◆ **Extracted text**:
# # # #

By Glynn Young 3 Comments

Heather Truett, aka Madame Rubies, aka @mmerubies, has become one of our regular contributors to the TweetSpeak poetry jam on Twitter. I checked out her blog site, Madame Rubies, and I discovered that she has collected and published some of her poetry. So I ordered Pencil Drawn and Paper Grown, to earn more about her and her poetry. (I haven’t read her second volume, entitled Felicities.)

In Pencil Drawn, she includes poems old and young – old in that they were written earlier, when she was in her teens; young for the poems she’s written more recently. And while the “younger” poems are more practiced, more intentional and more mature, she’s right to include the “older” ones, because you understand the newer ones better. The poems are grouped under four headings – Faith, Hope, Love and Other. (That sounds like the title of a poem – Faith, Hope, Love and Other.)

And she includes a warning in her introduction: some of these poems are dark. They reflect considerable pain. Yet she was right to include them, because you can only understand and accept the light by first acknowledging the dark.

Here is pain described in everyday things. From “The Kitchen:”

I have to drain away the ache inside.
I need it to leak out of me –
Flowing through a ballpoint pen
Onto paper that is white and clean.
Now, it is dirtied with my pain.
Metal rusts from all the tears I’ll cry
In just this life.
No one causes all my pain.
They just seem to add a little here or there.
Throw in a dash of agony
And let it set…
Let it stew.
Just a pinch of hurtful words,
Just a tablespoon of torture…

And here is pain, the pain of Someone Else, described through a communion service. From “Red Liquid:”

# # # #

◆ **Excerpted data**:

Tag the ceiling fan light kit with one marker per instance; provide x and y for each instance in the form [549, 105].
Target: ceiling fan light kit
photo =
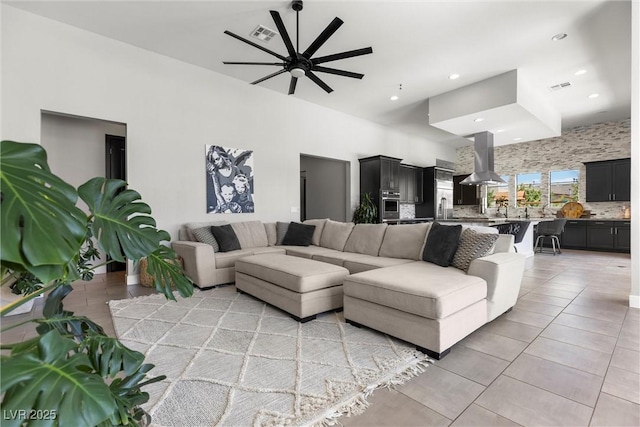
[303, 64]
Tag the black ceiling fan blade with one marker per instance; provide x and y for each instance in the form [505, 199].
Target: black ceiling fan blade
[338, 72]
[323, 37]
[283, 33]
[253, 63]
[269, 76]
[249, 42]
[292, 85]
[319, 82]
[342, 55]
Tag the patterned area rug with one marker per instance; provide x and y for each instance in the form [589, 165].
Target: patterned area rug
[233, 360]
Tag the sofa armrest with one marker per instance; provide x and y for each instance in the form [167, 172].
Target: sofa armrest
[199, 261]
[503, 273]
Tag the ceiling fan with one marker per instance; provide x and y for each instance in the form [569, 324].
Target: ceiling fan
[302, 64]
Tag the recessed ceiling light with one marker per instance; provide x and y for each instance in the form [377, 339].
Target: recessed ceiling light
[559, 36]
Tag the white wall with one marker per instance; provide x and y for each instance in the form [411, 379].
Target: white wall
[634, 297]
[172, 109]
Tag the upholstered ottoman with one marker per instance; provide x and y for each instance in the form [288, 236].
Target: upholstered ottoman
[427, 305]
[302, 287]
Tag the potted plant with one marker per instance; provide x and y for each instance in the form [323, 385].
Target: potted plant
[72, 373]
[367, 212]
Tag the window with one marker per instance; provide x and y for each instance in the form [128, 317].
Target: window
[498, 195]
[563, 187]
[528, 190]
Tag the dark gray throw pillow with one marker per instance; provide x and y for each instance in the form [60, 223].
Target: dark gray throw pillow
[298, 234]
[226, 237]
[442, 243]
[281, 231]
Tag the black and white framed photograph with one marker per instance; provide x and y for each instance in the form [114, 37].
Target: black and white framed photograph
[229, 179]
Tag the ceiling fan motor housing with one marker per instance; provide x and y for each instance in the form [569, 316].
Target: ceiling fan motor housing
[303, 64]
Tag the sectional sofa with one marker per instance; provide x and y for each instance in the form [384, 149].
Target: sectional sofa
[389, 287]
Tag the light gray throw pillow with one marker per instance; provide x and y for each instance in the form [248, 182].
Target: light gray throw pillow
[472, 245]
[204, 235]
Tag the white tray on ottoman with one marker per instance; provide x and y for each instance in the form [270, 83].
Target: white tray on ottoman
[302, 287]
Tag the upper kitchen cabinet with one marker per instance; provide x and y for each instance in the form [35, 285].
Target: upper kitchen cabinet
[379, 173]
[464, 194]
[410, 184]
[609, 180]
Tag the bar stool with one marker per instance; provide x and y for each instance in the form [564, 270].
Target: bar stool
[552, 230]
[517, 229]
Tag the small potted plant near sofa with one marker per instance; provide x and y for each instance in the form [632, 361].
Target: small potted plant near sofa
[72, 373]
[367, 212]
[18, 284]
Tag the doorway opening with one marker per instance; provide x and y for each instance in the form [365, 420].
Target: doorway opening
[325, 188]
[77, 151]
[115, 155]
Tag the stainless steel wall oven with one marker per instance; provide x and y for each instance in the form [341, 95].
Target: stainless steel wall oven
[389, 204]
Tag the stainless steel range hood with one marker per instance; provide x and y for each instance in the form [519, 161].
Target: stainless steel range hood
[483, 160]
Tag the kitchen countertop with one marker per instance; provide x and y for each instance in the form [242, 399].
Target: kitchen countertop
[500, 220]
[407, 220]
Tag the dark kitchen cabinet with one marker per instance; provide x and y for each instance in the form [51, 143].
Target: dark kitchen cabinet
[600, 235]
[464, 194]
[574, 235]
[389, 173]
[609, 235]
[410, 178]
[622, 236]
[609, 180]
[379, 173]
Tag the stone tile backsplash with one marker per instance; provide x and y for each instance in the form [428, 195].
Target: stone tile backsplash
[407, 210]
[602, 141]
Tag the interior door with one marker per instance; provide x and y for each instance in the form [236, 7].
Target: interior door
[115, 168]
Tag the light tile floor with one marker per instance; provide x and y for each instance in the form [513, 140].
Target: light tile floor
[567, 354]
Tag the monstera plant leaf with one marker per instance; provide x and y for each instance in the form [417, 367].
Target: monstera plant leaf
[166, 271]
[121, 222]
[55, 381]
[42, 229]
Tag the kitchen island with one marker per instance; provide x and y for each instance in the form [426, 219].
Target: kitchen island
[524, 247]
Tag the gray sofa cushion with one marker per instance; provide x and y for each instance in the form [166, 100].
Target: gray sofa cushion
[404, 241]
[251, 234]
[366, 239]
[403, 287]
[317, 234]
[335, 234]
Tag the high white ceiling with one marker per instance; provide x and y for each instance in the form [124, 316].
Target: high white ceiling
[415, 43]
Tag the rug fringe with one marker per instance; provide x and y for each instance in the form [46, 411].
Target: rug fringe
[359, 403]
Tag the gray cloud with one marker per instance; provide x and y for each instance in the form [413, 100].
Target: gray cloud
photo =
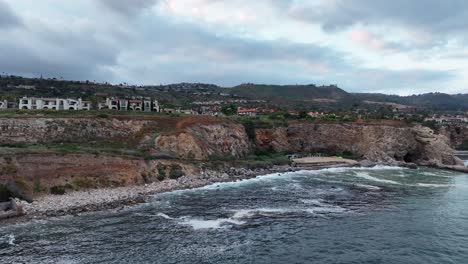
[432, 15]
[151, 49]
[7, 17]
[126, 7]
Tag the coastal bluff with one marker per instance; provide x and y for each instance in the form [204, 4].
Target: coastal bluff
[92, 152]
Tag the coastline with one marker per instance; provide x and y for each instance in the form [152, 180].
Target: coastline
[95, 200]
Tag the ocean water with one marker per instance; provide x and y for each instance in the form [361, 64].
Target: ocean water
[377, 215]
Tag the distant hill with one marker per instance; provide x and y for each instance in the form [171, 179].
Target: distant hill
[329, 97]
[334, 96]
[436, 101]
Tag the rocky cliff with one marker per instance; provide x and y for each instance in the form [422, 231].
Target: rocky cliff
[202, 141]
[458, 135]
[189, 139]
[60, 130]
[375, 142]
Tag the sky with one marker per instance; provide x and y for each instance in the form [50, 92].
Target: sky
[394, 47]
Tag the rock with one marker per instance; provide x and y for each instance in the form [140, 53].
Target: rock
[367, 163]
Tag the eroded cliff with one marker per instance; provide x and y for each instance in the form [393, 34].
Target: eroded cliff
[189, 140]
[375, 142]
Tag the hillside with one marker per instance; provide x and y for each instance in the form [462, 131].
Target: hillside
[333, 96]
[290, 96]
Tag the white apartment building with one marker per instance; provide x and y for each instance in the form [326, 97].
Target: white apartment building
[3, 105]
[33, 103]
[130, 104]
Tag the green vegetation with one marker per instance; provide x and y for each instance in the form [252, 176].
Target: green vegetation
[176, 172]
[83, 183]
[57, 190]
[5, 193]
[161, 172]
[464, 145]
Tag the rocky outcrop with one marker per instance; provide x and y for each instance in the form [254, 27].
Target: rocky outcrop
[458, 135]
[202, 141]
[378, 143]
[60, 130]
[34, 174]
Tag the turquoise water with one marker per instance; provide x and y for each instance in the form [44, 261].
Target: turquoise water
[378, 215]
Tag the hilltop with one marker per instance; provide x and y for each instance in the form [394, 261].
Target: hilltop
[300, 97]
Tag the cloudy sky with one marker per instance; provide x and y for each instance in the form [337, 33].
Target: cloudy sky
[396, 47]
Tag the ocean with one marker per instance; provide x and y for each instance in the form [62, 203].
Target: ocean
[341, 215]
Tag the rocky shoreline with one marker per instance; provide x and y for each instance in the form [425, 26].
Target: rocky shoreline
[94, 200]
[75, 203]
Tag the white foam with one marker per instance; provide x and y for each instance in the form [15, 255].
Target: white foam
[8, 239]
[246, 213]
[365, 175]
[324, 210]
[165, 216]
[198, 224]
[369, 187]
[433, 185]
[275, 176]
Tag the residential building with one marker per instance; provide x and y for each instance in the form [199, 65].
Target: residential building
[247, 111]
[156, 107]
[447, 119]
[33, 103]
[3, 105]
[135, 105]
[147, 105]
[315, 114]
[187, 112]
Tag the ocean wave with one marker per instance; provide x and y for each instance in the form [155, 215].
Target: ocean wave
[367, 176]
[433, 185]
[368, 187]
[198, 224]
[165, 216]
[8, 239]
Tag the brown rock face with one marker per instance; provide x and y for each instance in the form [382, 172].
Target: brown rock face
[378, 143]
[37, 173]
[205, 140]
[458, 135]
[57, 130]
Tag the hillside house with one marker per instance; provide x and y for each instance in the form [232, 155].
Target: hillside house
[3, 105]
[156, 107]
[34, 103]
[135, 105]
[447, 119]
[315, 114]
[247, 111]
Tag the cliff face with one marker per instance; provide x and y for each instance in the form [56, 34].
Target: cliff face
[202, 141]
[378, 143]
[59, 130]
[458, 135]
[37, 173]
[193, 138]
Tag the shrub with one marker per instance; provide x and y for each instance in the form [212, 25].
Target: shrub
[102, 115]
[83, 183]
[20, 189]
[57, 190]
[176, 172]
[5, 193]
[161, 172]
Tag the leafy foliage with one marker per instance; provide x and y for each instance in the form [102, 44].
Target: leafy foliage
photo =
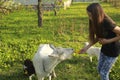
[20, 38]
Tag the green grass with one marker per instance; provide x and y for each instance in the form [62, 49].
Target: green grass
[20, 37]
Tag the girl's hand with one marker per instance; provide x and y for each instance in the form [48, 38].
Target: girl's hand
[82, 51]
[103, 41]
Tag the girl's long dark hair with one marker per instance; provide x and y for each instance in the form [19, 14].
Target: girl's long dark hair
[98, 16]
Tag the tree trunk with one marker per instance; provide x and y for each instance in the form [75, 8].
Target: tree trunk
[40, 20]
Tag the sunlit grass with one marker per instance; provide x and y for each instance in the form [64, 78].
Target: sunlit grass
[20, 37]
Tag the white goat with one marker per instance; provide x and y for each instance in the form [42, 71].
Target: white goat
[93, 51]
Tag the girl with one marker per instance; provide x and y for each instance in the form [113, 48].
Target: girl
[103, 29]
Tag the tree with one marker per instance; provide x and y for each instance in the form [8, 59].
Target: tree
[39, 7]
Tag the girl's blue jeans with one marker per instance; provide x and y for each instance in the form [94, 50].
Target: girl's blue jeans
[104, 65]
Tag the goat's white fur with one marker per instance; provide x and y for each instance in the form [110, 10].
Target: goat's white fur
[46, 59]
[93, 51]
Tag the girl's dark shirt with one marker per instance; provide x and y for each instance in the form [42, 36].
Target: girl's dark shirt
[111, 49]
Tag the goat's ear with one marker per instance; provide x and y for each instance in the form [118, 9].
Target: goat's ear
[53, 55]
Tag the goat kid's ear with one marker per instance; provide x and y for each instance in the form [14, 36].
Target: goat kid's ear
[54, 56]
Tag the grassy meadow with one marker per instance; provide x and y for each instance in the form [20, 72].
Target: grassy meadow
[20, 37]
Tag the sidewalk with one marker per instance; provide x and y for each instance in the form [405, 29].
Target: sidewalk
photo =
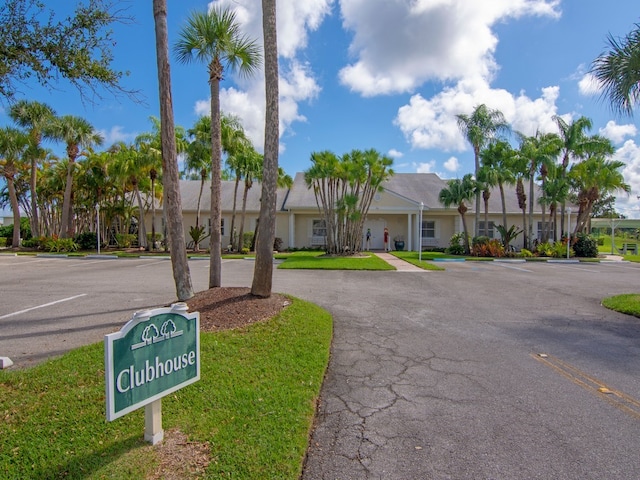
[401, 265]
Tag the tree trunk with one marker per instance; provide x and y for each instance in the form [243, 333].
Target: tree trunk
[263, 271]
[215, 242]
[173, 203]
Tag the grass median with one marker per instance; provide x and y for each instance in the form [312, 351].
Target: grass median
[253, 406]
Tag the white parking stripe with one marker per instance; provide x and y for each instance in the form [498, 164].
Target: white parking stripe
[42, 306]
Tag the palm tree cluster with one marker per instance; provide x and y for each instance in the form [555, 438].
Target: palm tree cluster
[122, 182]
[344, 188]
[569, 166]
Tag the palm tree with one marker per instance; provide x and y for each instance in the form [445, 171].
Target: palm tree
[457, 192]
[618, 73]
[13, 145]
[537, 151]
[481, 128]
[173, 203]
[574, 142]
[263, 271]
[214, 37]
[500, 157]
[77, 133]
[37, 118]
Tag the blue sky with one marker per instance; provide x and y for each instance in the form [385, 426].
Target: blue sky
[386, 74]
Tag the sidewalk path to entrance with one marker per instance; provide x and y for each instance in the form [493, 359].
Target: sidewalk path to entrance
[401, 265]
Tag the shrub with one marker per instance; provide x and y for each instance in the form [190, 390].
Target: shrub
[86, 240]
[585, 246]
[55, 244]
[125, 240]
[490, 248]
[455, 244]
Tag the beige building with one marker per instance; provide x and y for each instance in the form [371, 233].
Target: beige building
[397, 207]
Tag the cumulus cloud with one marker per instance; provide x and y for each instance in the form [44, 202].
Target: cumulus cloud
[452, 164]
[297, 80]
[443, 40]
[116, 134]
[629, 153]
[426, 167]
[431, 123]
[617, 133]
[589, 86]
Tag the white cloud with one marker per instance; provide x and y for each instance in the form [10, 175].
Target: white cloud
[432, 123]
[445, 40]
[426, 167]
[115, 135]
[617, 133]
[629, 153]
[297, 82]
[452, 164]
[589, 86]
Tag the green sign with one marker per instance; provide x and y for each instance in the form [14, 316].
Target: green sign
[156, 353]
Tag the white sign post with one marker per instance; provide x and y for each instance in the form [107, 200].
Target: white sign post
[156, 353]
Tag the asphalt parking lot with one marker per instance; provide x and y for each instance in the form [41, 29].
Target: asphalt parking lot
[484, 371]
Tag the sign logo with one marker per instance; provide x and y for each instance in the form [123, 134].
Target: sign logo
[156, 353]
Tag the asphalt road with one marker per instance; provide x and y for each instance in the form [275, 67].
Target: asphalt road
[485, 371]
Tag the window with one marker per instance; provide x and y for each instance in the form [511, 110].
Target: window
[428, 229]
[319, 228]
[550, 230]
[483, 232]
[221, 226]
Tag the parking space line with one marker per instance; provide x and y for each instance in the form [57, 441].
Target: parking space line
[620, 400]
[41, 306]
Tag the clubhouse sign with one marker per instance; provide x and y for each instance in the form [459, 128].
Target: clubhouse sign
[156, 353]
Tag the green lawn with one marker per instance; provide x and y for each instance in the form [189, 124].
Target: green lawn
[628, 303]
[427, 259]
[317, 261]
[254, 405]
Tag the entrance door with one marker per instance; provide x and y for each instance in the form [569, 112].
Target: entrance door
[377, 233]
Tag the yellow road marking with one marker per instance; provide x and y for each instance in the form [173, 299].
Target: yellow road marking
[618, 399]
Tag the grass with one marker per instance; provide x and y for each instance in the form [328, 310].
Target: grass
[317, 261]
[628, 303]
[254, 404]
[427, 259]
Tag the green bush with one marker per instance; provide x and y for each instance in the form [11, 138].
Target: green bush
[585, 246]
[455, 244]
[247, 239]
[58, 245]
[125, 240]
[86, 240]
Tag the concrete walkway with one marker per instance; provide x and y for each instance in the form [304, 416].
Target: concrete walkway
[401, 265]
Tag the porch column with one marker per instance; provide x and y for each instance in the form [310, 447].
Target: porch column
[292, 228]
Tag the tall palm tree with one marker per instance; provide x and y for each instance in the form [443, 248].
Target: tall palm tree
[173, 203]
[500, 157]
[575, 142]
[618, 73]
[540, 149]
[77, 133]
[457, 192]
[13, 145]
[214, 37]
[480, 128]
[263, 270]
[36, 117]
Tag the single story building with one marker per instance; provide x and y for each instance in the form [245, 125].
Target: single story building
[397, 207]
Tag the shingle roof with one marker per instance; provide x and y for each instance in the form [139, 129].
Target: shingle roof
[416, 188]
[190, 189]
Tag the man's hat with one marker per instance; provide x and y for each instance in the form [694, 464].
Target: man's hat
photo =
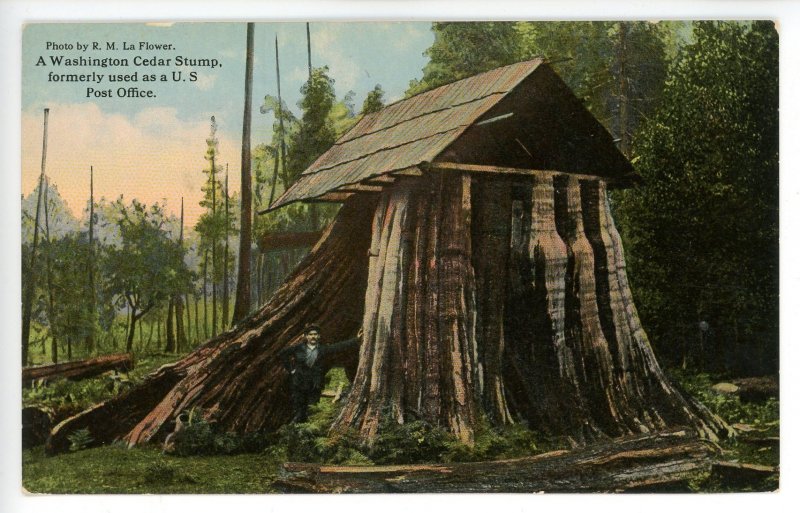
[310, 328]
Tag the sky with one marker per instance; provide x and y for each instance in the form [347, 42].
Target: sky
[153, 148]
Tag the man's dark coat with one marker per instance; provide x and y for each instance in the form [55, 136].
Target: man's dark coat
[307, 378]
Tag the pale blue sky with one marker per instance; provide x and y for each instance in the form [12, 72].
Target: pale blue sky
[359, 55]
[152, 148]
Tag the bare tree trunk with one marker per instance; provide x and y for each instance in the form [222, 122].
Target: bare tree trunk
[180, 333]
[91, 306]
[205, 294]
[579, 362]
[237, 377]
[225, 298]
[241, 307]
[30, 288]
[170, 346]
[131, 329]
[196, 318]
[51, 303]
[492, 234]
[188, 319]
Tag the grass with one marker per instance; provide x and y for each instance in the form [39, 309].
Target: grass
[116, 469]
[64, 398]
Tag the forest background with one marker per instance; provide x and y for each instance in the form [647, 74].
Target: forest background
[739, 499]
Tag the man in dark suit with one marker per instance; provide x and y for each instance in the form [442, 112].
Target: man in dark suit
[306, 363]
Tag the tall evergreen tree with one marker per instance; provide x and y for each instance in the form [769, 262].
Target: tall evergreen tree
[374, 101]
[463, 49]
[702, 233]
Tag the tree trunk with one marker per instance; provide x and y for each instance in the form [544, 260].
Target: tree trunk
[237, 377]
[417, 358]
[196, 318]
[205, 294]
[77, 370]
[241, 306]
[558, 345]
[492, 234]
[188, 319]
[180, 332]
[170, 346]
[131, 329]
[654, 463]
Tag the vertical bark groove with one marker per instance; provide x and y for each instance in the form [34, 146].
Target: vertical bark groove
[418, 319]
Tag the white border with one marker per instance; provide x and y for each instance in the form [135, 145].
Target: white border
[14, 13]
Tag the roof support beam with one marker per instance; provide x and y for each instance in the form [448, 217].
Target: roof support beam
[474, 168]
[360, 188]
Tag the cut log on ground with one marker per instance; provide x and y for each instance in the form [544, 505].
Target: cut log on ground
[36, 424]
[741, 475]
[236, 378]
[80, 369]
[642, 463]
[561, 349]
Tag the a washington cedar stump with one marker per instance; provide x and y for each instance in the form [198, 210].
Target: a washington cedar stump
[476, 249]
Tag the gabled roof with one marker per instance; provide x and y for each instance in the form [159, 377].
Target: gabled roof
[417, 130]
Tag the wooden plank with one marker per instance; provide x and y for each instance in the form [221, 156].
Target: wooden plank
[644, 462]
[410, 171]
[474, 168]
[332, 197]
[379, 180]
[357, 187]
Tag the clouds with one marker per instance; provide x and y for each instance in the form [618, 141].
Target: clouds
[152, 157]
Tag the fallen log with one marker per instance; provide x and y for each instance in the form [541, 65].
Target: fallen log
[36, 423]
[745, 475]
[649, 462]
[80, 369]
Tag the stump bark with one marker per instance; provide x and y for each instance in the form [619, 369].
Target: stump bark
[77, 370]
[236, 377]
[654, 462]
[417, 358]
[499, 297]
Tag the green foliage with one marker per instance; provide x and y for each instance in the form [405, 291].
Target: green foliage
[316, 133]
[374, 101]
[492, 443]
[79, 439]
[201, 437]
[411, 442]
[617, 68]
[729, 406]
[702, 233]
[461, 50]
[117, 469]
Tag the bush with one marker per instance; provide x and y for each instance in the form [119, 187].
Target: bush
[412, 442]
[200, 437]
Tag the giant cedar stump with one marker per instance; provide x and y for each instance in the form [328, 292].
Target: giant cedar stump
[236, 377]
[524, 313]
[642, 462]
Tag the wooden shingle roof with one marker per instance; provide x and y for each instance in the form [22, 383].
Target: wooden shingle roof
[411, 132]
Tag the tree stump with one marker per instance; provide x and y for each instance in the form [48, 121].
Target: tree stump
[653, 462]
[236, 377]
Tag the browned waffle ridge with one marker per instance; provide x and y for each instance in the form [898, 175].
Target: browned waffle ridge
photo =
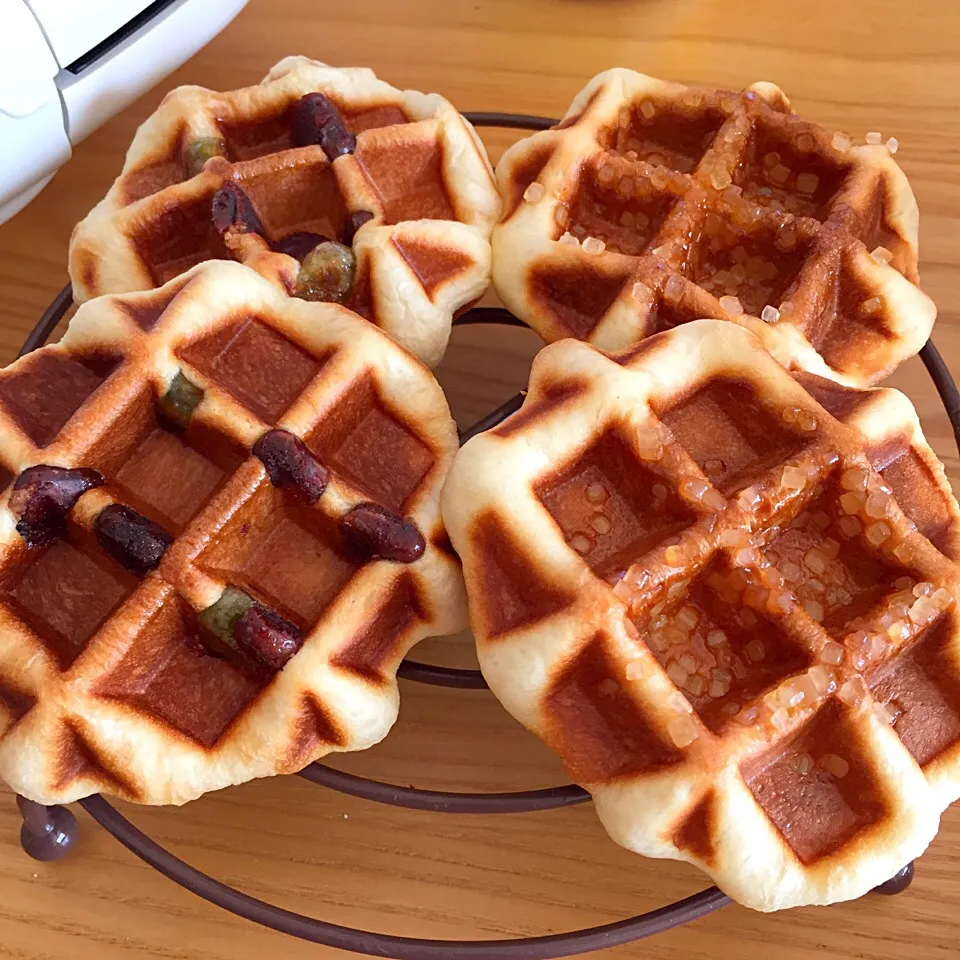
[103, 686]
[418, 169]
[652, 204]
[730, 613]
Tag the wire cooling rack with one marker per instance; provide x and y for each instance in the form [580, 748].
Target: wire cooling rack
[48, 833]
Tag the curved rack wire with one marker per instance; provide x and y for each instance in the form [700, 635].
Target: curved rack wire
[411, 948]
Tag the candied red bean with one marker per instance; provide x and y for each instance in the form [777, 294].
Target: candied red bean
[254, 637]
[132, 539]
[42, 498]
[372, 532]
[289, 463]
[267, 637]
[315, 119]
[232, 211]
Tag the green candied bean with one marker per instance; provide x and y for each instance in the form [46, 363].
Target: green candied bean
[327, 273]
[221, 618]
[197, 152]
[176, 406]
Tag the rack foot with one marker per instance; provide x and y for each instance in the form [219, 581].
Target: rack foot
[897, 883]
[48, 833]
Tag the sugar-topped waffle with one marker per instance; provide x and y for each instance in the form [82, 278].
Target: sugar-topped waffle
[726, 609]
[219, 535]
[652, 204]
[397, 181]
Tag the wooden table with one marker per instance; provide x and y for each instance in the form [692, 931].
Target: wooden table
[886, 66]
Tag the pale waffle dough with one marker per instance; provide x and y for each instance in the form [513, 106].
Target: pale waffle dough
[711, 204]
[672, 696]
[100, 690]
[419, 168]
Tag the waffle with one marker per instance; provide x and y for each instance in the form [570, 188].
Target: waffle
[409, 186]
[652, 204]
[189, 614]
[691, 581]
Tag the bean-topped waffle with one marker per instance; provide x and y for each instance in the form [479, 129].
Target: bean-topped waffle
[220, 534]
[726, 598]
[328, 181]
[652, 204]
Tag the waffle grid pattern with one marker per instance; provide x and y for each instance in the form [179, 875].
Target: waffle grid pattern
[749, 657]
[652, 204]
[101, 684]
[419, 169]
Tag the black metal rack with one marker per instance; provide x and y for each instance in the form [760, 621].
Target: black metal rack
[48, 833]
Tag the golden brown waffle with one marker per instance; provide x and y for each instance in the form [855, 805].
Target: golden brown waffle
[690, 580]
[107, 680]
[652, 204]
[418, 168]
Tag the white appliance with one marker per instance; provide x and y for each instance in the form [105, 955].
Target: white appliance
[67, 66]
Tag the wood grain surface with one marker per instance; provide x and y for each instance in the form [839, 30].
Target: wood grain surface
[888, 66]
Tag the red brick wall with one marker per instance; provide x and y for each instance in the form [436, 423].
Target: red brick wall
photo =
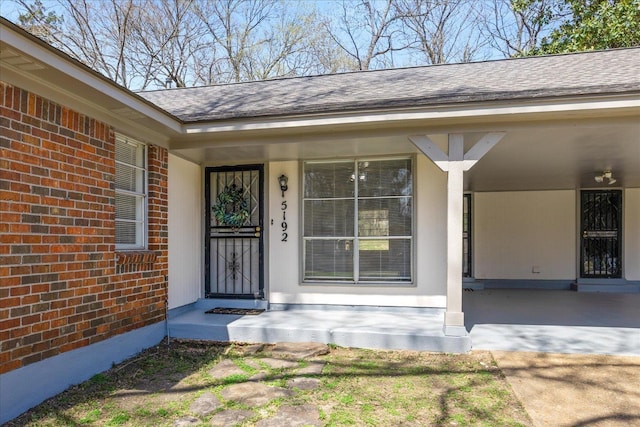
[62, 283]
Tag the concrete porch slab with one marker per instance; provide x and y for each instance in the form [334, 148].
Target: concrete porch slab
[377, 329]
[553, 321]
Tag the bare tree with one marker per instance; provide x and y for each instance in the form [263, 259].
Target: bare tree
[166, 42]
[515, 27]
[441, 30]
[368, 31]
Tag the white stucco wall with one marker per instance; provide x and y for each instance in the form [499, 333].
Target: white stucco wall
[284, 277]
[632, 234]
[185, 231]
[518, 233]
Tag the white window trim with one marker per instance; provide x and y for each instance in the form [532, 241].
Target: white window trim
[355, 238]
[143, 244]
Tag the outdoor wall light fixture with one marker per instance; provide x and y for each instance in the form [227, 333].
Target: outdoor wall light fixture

# # # #

◆ **Task statement**:
Please reproduce the passage of the poetry review starting with "Here is pain described" and going on through "here or there.". The entries are separate material from the review.

◆ **Exercise response**:
Here is pain described in everyday things. From “The Kitchen:”

I have to drain away the ache inside.
I need it to leak out of me –
Flowing through a ballpoint pen
Onto paper that is white and clean.
Now, it is dirtied with my pain.
Metal rusts from all the tears I’ll cry
In just this life.
No one causes all my pain.
They just seem to add a little here or there.